| Required action |
Only the lines from the one containing "Return one point per instance of the window" through the end of the material are to be echoed, each exactly as it appears.

| Data records |
- Opening Delimiter -
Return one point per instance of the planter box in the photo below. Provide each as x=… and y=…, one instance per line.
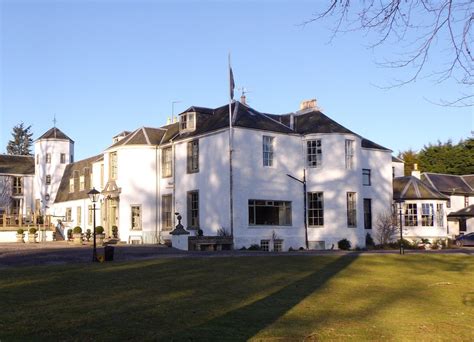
x=32, y=237
x=77, y=239
x=20, y=238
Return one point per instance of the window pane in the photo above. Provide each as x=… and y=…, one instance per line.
x=276, y=213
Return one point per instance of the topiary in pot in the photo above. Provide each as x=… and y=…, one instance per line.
x=115, y=232
x=20, y=236
x=99, y=234
x=77, y=234
x=32, y=235
x=88, y=234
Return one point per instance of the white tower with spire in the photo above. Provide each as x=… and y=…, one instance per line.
x=53, y=151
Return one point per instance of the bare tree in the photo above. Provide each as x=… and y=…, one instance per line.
x=418, y=29
x=386, y=227
x=5, y=193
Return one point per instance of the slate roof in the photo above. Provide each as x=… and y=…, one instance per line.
x=464, y=212
x=63, y=193
x=448, y=184
x=469, y=179
x=17, y=165
x=55, y=133
x=411, y=188
x=244, y=116
x=142, y=136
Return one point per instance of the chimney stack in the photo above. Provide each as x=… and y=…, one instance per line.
- Closing Delimiter -
| Result of the task |
Return one point per instance of the window pane in the photo above. Provide each as x=… and y=…, one instance per line.
x=276, y=213
Return one point per instance of the topiary in pot in the photo above. Provide each as x=… and y=…, one instance per line.
x=115, y=232
x=20, y=236
x=99, y=234
x=77, y=234
x=32, y=235
x=88, y=234
Return one point per instance of the white tower with spire in the photo above. Provide each as x=… and y=…, one instance per line.
x=53, y=151
Return one point per instance of the bare tree in the photo above. Provide each as x=… and y=…, one instance per line.
x=418, y=29
x=386, y=227
x=5, y=193
Return one point per instance of the slate roof in the photo above. Provide each as x=… and y=…, one instance per line.
x=464, y=212
x=63, y=193
x=448, y=184
x=469, y=179
x=17, y=165
x=55, y=133
x=411, y=188
x=244, y=116
x=142, y=136
Return one point per instance of the chimney stack in the photo above. Provide each as x=… and y=…, one instance per line.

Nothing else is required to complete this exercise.